**What is asked:**
(1) Answer these questions about the forum thread:
(a) What did Bobacus want to generate?
(b) What did PeterTaylor say would be useful, even though it moves away from pure BNF?
(c) Which characters count as legal in a tag name?
(2) Reproduce word for word the part of the forum thread between "(PeterTaylor) Although it's" and "all behave appropriately.", inclusive.

**Excerpted passage:**
start

Any chance of <pre>, and an option for spaces not to be stripped? I want to generate some AsciiArt :) --Bobacus
Sorry, ignore me. I hadn't escaped the < and >, nor separated it by spaces from the token... --Bobacus
Too late - made up an aa tag that works :)

(PeterTaylor) Although it's getting away from pure BNF, some syntax for weighting probabilities of branches would be useful.

Now implemented:
Whever a##x is about to be resolved, x is resolved one level first and iff the result consists of characters that are legal in a tag name (a-zA-Z0-9-), the result is appended to a, separated with an underscore. a##x##y, a##x##y##z, ... all behave appropriately.
a{x} - after a is resolved one level, the result goes into x as well as going on the pending stack as usual. a{x}{y}{z}... all work appropriately. a##x{y} would place result of  resolving a_x one level into y. Note that a{x}{y##x} would resolve a one level, place that into x, and use the new value of x when working out what to concatenate to y.

end

**Records:**
start

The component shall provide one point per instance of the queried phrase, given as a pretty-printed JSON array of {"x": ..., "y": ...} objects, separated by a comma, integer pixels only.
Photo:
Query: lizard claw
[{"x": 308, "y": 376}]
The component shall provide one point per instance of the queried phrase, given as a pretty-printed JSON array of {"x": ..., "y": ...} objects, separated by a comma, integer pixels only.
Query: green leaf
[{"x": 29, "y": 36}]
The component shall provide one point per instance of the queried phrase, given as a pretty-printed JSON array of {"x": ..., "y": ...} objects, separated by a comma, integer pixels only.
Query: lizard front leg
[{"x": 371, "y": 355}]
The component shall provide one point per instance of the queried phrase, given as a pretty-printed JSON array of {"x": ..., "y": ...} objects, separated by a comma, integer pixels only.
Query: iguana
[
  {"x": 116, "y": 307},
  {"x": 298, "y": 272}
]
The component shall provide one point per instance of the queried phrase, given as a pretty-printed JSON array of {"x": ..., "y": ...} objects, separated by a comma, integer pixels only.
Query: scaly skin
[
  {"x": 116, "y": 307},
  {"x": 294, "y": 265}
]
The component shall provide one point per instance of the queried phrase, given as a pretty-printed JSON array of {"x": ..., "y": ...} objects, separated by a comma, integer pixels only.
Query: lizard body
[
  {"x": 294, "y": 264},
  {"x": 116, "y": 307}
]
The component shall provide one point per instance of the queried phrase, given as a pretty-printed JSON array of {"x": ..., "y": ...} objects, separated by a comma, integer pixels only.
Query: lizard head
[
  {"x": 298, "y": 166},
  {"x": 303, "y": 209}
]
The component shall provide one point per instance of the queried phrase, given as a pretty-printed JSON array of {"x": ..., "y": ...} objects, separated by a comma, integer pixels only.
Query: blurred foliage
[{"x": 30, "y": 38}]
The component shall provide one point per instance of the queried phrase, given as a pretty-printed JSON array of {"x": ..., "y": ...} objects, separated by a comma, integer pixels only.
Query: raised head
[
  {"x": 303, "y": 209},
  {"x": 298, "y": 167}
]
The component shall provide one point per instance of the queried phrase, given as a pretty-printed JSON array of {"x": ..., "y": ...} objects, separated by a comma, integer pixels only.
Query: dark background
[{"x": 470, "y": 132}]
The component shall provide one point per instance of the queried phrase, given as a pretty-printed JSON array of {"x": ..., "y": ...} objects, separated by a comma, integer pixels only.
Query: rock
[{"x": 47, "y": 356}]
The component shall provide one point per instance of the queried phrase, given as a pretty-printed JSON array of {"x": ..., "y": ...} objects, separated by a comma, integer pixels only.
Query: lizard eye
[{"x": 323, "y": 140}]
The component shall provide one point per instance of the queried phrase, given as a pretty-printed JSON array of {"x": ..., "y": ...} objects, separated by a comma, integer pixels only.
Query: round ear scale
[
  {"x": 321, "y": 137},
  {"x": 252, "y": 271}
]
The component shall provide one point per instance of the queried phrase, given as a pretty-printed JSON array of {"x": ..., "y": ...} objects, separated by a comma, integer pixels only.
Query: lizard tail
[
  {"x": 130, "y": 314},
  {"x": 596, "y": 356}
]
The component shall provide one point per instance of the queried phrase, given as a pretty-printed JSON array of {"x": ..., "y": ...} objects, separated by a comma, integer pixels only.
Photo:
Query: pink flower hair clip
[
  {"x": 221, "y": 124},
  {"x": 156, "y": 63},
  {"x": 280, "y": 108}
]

end

**Responses by task:**
(1)
(a) AsciiArt
(b) Some syntax for weighting probabilities of branches
(c) a-zA-Z0-9-

(2)
(PeterTaylor) Although it's getting away from pure BNF, some syntax for weighting probabilities of branches would be useful.

Now implemented:
Whever a##x is about to be resolved, x is resolved one level first and iff the result consists of characters that are legal in a tag name (a-zA-Z0-9-), the result is appended to a, separated with an underscore. a##x##y, a##x##y##z, ... all behave appropriately.